## AIM
Rewrite all the records below, switching every "Target" to "Label" and changing nothing else. Leave the pictures out of your version.

## DATASET CONTENT
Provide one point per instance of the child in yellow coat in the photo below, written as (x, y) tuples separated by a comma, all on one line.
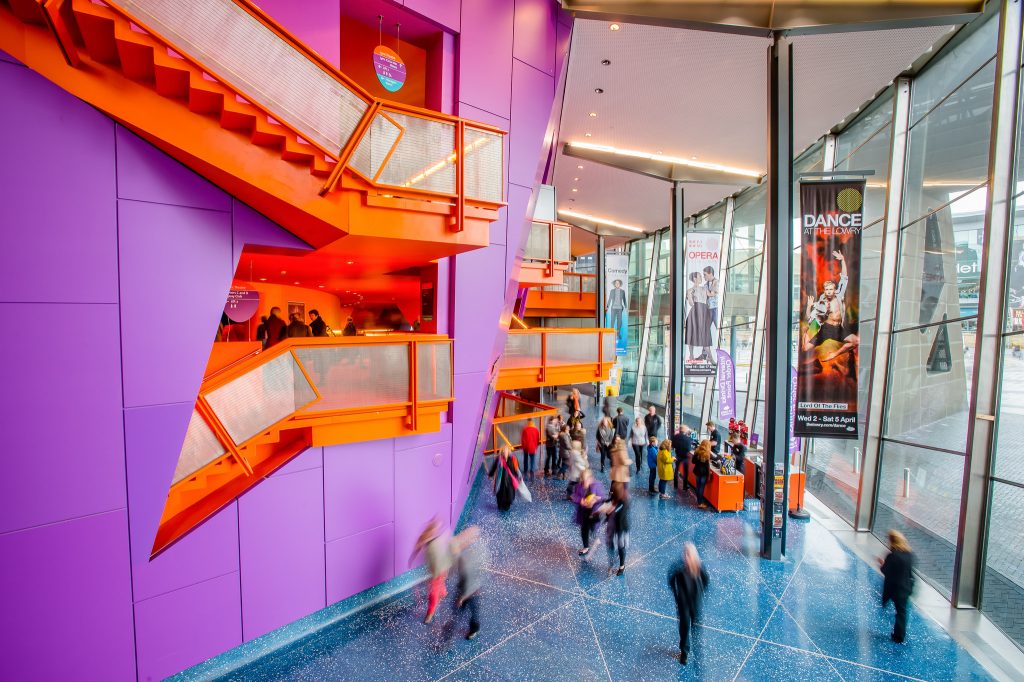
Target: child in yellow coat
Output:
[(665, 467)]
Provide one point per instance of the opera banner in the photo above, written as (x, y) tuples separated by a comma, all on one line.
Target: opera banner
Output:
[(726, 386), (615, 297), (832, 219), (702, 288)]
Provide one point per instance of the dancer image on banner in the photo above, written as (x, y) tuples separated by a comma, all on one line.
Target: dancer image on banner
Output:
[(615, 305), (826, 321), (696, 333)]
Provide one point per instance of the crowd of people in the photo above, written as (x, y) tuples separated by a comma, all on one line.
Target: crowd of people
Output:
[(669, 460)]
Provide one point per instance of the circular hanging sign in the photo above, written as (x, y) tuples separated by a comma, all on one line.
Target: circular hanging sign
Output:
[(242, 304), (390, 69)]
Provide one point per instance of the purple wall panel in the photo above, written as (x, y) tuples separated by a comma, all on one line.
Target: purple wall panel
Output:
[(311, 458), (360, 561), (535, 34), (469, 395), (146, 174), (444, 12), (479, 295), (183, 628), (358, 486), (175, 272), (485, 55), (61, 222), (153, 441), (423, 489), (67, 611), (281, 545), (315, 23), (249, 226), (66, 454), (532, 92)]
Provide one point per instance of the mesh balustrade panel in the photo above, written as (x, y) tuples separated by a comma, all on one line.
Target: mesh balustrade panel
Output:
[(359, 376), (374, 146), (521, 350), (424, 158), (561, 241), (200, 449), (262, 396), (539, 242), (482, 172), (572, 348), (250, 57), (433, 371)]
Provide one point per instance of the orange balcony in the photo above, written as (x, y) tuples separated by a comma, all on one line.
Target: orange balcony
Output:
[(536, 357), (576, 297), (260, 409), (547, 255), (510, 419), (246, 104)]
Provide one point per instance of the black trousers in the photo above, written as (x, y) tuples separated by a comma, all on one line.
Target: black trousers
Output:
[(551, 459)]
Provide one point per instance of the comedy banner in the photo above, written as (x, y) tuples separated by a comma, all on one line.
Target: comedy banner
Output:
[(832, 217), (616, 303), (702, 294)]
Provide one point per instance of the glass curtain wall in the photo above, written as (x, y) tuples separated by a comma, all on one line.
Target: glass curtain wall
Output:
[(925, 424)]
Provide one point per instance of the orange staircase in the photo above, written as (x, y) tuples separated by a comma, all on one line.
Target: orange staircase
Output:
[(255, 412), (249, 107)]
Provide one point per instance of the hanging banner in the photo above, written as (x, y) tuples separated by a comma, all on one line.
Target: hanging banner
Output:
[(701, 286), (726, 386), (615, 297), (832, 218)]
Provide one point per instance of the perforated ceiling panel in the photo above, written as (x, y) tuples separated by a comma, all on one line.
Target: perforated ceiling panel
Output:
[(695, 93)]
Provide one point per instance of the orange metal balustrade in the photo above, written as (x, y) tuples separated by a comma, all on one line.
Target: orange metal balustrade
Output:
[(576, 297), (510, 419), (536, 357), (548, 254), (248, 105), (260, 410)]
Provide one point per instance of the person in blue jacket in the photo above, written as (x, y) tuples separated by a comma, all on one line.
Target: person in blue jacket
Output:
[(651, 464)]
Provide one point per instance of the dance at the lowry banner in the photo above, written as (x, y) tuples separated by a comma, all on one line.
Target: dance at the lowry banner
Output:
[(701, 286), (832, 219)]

## FULL OUTPUT
Provide one point per instance of the child in yellow coat in the photo below, written as (x, y) tuples separated by a comma, all on one line.
Label: child in yellow coat
Output:
[(665, 467)]
Provide one point per instance of the opera banner in the photo above, written as (x, y) tuples separated by a comma, all on one line.
Label: opera banner
Output:
[(726, 386), (615, 297), (832, 219), (702, 288)]
Provide one point per instance of the dancer image on banner in the photo above, written as (x, y) tuples separated by a comma, all on one line.
Label: dancer image on banner
Output:
[(615, 305), (826, 321), (696, 333)]
Provide one point per instance of the crowd of people in the photo above, written as (x, y) tuples separated by a comma, all on one line.
Label: crowd of people
Output:
[(669, 460)]
Provide one point per instance of the circular hanging sign in the photo above, written as (x, y) tuples separated by a comma, all on one line.
Label: circular hanging sign
Output:
[(242, 304), (390, 69)]
Provide one point per instance of the purple wall panel in the photo above, written as (x, y) tuples separated by a comma, all on one line.
Label: purple wall panel
Output:
[(311, 458), (360, 561), (535, 34), (469, 395), (146, 174), (444, 12), (479, 295), (183, 628), (358, 486), (175, 272), (485, 55), (61, 222), (153, 441), (423, 489), (67, 611), (281, 545), (315, 23), (249, 226), (66, 454), (532, 92)]
Provide one point per instance of the mesh balustrade panel in the photo above, written as (x, y) tuples separated by a comma, all on one line.
Label: mesh balustrade panel
Output:
[(359, 376), (374, 146), (521, 350), (424, 158), (561, 241), (200, 449), (262, 396), (539, 242), (482, 172), (572, 348), (250, 57), (433, 371)]
Provide one point per instance of the orange balcony in the photo above, written as (x, y) tuples separated by a comma, all on one line.
Label: orange balcony
Output:
[(536, 357), (576, 297), (260, 409), (547, 255), (510, 419), (246, 104)]
Provide one point per instance of the black trousers in the photo above, written as (x, y) tuples separated by a comma, all on one line.
Label: black trousers
Output:
[(551, 459)]
Provide one point per instance of the comedy banner in the photo above, written as (x, y) tuples separated by a comma, all on one line.
Label: comedy banner
Output:
[(832, 217), (616, 303), (702, 294)]
Provide one point per instance of the glass curtain wall in the photo above, written as (x, y) tuples separated by a comma, all on one line.
Label: glass curtain wall
Output:
[(925, 424)]
Provide one point per instance of the orange staircase in the photo above, written as (x, y) tuples separated by a comma, all on one line.
Label: orange staircase
Output:
[(255, 412), (249, 107)]
Provide one point per instance of the hanging banner in the photo above, written as (x, y) tuples separated by a comma, all on one line.
Label: hanging banner
Output:
[(701, 286), (726, 386), (615, 297), (832, 218)]
Provide one point per instance of the perforated ceiling panel in the photo above, written as (x, y) tuples separated by a comma, all on one line.
Label: perforated ceiling panel
Output:
[(695, 93)]
Provide one point per instance of the orange metal balustrade in the photo above, written as (x, y) tuples separated by a comma, all on one line.
Label: orange metal balustrade
Output:
[(576, 297), (510, 419), (536, 357), (548, 254), (248, 105), (260, 410)]
Provide one point per instance of the person in blue jacket in the photo above, written as (x, y) tuples separated by a comma, all on one line.
Label: person in blue jacket
Output:
[(651, 464)]
Provide one point per instance of the dance at the lowry banner in the photo above, written as (x, y) tuples separated by a comma, all on one line.
Label: dance at the lowry banner
Output:
[(701, 286), (832, 219)]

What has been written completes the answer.